RECORD SET:
┄┄┄┄┄┄┄┄┄┄
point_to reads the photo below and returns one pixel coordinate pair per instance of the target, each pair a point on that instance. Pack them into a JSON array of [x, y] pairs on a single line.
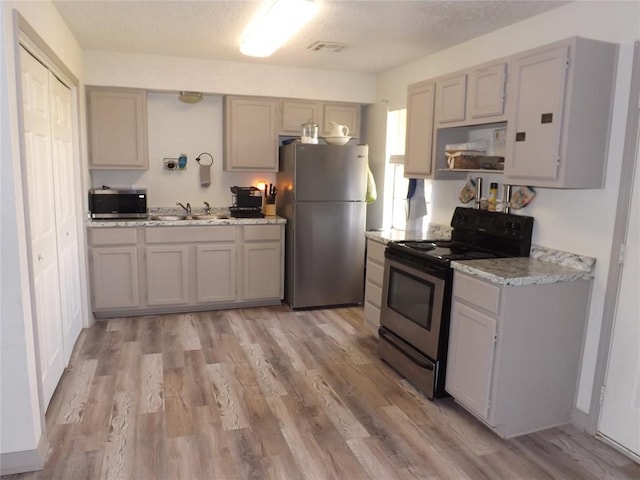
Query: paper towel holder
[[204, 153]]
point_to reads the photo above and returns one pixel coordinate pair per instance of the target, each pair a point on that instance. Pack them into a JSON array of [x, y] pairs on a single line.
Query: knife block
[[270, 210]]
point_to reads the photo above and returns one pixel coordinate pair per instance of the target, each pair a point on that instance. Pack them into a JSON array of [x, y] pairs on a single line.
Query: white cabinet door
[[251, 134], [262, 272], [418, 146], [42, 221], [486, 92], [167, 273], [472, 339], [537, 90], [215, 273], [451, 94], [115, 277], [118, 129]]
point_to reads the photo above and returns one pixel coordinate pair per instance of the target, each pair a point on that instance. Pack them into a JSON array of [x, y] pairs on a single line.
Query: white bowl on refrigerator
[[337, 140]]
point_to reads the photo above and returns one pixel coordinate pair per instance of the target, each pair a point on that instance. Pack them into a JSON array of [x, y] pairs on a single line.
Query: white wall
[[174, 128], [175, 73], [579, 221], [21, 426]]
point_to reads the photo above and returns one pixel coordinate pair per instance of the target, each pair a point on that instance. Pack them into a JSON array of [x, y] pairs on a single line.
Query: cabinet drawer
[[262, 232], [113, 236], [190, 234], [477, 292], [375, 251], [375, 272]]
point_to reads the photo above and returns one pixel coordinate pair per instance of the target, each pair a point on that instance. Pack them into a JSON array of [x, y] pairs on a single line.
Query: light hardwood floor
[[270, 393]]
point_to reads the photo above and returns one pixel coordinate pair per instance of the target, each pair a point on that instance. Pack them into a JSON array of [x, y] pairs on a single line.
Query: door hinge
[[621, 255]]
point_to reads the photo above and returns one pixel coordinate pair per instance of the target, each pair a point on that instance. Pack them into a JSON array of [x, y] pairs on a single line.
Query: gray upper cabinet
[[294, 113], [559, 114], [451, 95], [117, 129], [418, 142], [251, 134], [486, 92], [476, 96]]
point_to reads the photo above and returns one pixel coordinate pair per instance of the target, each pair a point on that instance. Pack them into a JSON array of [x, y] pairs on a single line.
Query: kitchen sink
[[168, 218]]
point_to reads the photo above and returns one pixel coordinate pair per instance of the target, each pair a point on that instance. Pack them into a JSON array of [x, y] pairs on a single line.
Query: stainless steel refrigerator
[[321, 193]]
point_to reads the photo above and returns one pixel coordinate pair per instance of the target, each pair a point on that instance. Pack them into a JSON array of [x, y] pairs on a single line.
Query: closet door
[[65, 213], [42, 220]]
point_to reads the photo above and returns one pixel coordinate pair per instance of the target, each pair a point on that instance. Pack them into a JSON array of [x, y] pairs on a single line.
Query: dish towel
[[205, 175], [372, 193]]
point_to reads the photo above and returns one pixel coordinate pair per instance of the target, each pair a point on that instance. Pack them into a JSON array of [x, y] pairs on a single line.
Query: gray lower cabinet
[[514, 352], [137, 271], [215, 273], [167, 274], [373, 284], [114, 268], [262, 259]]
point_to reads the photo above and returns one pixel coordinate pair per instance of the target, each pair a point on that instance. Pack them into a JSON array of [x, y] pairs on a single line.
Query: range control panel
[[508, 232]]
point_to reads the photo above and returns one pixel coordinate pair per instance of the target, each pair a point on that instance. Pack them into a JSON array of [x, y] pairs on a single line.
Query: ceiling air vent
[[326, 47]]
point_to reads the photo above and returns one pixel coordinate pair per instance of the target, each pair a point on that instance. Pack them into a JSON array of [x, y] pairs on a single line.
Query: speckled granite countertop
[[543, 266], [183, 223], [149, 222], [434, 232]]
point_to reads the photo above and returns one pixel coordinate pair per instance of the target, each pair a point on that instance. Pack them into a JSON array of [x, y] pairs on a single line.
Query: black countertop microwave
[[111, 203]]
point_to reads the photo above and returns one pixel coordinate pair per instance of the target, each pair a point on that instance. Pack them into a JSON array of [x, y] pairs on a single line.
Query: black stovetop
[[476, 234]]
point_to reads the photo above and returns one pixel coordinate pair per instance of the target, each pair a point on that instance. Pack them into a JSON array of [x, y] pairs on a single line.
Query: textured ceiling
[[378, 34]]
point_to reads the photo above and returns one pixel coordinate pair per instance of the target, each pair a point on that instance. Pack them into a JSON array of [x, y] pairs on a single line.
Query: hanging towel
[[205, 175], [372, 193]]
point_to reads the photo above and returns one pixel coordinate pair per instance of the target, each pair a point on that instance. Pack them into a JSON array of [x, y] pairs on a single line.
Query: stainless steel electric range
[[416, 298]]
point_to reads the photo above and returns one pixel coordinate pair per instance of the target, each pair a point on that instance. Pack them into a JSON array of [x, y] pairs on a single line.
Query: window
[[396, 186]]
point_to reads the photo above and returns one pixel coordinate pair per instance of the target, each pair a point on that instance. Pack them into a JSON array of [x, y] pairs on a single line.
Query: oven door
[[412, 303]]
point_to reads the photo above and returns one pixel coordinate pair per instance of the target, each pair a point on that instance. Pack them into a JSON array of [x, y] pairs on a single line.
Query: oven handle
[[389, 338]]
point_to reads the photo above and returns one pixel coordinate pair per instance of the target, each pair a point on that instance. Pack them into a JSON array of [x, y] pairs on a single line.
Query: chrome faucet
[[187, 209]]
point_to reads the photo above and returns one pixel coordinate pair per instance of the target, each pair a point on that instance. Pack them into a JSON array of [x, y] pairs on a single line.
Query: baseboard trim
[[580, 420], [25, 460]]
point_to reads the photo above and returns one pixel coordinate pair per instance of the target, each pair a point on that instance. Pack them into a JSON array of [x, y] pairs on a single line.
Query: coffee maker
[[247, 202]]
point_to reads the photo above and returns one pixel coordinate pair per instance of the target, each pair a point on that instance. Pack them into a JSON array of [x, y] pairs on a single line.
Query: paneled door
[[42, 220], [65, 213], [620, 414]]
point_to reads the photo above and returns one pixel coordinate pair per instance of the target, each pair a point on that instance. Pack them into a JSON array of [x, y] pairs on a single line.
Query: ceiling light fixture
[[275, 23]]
┄┄┄┄┄┄┄┄┄┄
An exact copy of the entries, without any pictures, is what the answer should be.

point_to reads the photo below and returns one pixel coordinate pair per instance of the target, each pair a point on that instance. Pack them into a JSON array of [x, y] pairs on a single line.
Query: paper towel holder
[[204, 153]]
point_to reads the photo above and returns one pixel coordinate pair per instance of the target, each pair a point on that instance. Pack them into a JSON array of [x, y] pairs on a single line.
Query: knife block
[[270, 210]]
point_to reads the photo above and returns one pixel coordinate pair per instance of the target, each pair a point on that instance. Pack them into a JSON array of [x, y] pairs on a single line.
Query: white cabinet door
[[251, 134], [262, 272], [418, 146], [42, 221], [486, 92], [167, 273], [472, 339], [537, 90], [215, 273], [451, 94], [115, 277], [118, 129]]
point_to reads the photo above and returns one pixel coordinate pair per instance of the target, each pair a point on that instance. Pack them into a JSON array of [x, y] pairs on a single line.
Query: white bowl on refrigerator
[[337, 140]]
point_to reads the photo above and returns one pixel coordinate pair per instance of the target, each pair a point on that instance. Pack them into a JSON array of [x, y] pairs on a single line.
Query: white wall
[[174, 128], [175, 73], [579, 221], [21, 426]]
point_to reads the photo above and returns one pixel coordinate pair per instance of the target, each pair a point on that instance. Pack them into a JSON array of [x, y] pairs on a single line.
Query: cabinet drawer
[[262, 232], [113, 236], [190, 234], [477, 292], [375, 251], [375, 272]]
point_to reads the photo above and returns one pixel coordinate pair per instance of the target, each pair a point on that instance. Pack them into a JSON array of [x, y] pairs on a single line.
Query: light hardwood floor
[[270, 393]]
point_to reads the photo above and returns one pixel coordinate pair per instance of the target, each pair a point on that instance. Pack them into a JSON array of [x, y] pairs on a single line.
Query: door hinge
[[621, 255]]
point_to reads the photo above and returns one pixel coordinate pair per instance of the target, each pair a point on that instance. Pack them into a JSON array of [x, y] pairs on a single line.
Query: gray upper cabinet
[[294, 113], [559, 114], [451, 95], [117, 129], [418, 142], [251, 134], [486, 92], [476, 96]]
point_to reads the photo above and returns one pixel coordinate pair per instance of the target, each pair a point on that instance. Pack them into a JSON array of [x, y] pairs on a single line.
Query: kitchen sink
[[168, 218]]
point_to reads the photo above and returns one pixel coordinate pair per instance of the target, each pair a point on that instance. Pack them into a JSON array of [x, y] pairs on a single line.
Query: stainless steel refrigerator
[[321, 193]]
point_to reads the photo above and returns one pixel coordinate pair per instance of the target, each pair a point on that instance. Pack them into a JSON array of [x, y] pairs on a single line.
Query: closet door
[[65, 213], [42, 220]]
point_to reads the photo above and returns one pixel coordinate pair per instance of the target, each pair a point on that instance. Pack them into a JSON array of [x, y] pairs on a single line.
Query: dish towel
[[205, 175], [372, 193]]
point_to reads the photo above and returns one pixel coordinate pair per instance of the target, each pair a point on that instance. Pack them into a JSON array of [x, y] pairs on a single line.
Query: gray lower cabinet
[[514, 352], [137, 271], [215, 273], [167, 274], [373, 284], [114, 268], [262, 259]]
point_to reads the photo above and returns one pixel coordinate pair per instance of the target, each pair a point on that instance. Pack them into a JSON array of [x, y] pairs on a single line.
Query: range control panel
[[508, 232]]
point_to reads the photo above and returns one pixel coordinate pair per instance of the target, each pair a point on that instance. Pack them into a JSON array of [x, y] pairs on a single line.
Query: ceiling air vent
[[326, 47]]
point_to reads the photo above and returns one pixel coordinate pair per instance of the target, each pair a point on that instance. Pack them into a JSON array of [x, y] pairs on a single line.
Query: speckled granite countertop
[[543, 266], [183, 223], [149, 222], [434, 232]]
point_to reads the photo above and returns one pixel coordinate pair per instance of the target, each pair a point on that instance. Pack them into a JSON array of [x, y] pairs on a single line.
Query: black countertop microwave
[[111, 203]]
point_to reads the photo above and returns one pixel coordinate pair per instance of the target, each pair a point on that instance. Pack them into a JSON array of [x, y] pairs on a single line.
Query: black stovetop
[[476, 234]]
point_to reads the photo above and returns one pixel coordinate pair per instance of the target, each pair a point on that instance. Pack them into a JSON array of [x, y] pairs on a single line.
Query: textured ceiling
[[378, 34]]
point_to reads the photo above and returns one pixel coordinate pair per instance of the target, each pair a point on that instance. Pack them into a JSON array of [x, y] pairs on a single line.
Query: hanging towel
[[205, 175], [372, 193]]
point_to reads the photo above and returns one pixel coordinate pair per instance of the target, each pair a point on that instance. Pack them into a JSON array of [x, y] pairs on a single line.
Query: stainless steel electric range
[[416, 298]]
point_to reads the photo above and returns one pixel coordinate pair per instance of the target, each pair a point on that instance. Pack them into a JSON array of [x, y] pairs on a single line.
Query: window
[[396, 186]]
point_to reads the photo above and returns one pixel coordinate pair per instance of the target, each pair a point on that instance. Pack them into a JSON array of [x, y] pairs on a single line.
Query: oven door
[[412, 303]]
point_to reads the photo above and returns one pixel coordinate pair per instance of the target, each pair a point on that instance. Pack them into a JSON array of [x, y] pairs on a single line.
Query: oven handle
[[389, 338]]
point_to reads the photo above and returns one pixel coordinate pair per instance of the target, each pair a point on that instance. Pack them into a JSON array of [x, y] pairs on a single line.
Query: chrome faucet
[[187, 209]]
point_to reads the photo above and returns one pixel coordinate pair per instance of the target, each pair a point on that instance. Pack them into a JSON array of [x, y] pairs on a single line.
Query: baseboard trim
[[580, 420], [25, 460]]
point_to reads the photo above and returns one pixel coordinate pair per instance of the target, each pair a point on that instance. Pack them into a JSON array of [x, y] pairs on a single line.
Query: coffee maker
[[247, 202]]
point_to reads the photo above and returns one pixel coordinate pair per instance of the target, each pair a point on that instance. Pack them into a JSON array of [x, y] pairs on a single line.
Query: paneled door
[[42, 220], [65, 213], [620, 414]]
point_to reads the photo above and returns one pixel coordinate pair per instance of the target, each pair a point on that instance. Pack them into a JSON array of [x, y] pairs on a single line.
Query: ceiling light fixture
[[275, 23]]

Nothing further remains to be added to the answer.